**WHAT TO WORK ON:**
Report each line of the entries below that contains the string "black", treating uppercase and lowercase as different.

#### GIVEN DATA ####

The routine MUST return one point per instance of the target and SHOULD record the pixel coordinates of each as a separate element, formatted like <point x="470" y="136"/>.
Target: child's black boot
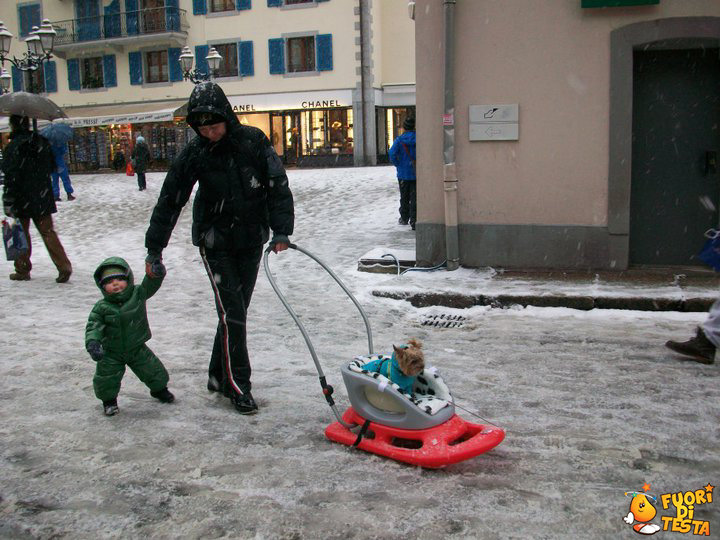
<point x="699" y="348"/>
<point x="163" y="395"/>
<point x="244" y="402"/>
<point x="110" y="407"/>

####
#### GIVEN DATA ####

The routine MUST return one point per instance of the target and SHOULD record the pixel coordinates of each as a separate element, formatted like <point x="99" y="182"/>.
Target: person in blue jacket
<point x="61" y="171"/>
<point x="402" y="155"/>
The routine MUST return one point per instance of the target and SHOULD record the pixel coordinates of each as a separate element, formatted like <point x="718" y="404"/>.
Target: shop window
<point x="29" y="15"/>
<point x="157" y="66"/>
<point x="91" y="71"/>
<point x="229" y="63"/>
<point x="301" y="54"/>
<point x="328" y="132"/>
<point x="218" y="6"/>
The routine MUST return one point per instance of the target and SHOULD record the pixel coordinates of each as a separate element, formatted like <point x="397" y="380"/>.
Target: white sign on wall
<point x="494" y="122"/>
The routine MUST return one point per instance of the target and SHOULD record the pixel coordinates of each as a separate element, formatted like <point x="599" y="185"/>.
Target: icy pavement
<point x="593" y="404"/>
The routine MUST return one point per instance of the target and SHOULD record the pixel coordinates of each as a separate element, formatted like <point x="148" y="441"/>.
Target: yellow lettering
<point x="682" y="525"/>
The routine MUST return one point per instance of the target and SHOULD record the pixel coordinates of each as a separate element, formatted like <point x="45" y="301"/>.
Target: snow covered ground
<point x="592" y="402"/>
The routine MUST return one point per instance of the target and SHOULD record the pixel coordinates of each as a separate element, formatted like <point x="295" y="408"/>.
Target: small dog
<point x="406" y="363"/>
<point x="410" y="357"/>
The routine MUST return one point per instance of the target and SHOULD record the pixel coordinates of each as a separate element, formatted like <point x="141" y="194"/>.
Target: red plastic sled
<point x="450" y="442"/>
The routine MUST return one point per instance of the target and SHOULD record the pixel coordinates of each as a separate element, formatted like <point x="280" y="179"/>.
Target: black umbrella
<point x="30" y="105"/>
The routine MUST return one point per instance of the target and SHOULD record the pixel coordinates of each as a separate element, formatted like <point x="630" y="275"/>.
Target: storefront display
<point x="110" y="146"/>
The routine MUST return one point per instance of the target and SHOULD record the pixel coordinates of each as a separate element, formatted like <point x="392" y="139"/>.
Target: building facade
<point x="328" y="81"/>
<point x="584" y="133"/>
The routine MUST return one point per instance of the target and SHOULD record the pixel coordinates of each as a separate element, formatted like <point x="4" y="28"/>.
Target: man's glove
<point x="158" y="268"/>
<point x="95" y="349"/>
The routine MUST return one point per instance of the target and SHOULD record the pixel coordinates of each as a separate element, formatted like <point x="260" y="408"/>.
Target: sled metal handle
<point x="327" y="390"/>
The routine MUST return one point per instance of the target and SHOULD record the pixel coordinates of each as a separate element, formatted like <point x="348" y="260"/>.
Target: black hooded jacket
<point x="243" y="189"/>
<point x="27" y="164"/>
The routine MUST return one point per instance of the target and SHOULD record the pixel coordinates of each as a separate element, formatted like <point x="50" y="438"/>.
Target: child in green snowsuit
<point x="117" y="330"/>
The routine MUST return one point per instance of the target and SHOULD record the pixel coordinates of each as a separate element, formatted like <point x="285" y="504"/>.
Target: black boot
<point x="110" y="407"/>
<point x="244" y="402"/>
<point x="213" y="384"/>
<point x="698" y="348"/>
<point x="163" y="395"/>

####

**COMPLETED TASK:**
Target: child's black boot
Target: black umbrella
Target: black hooded jacket
Target: black boot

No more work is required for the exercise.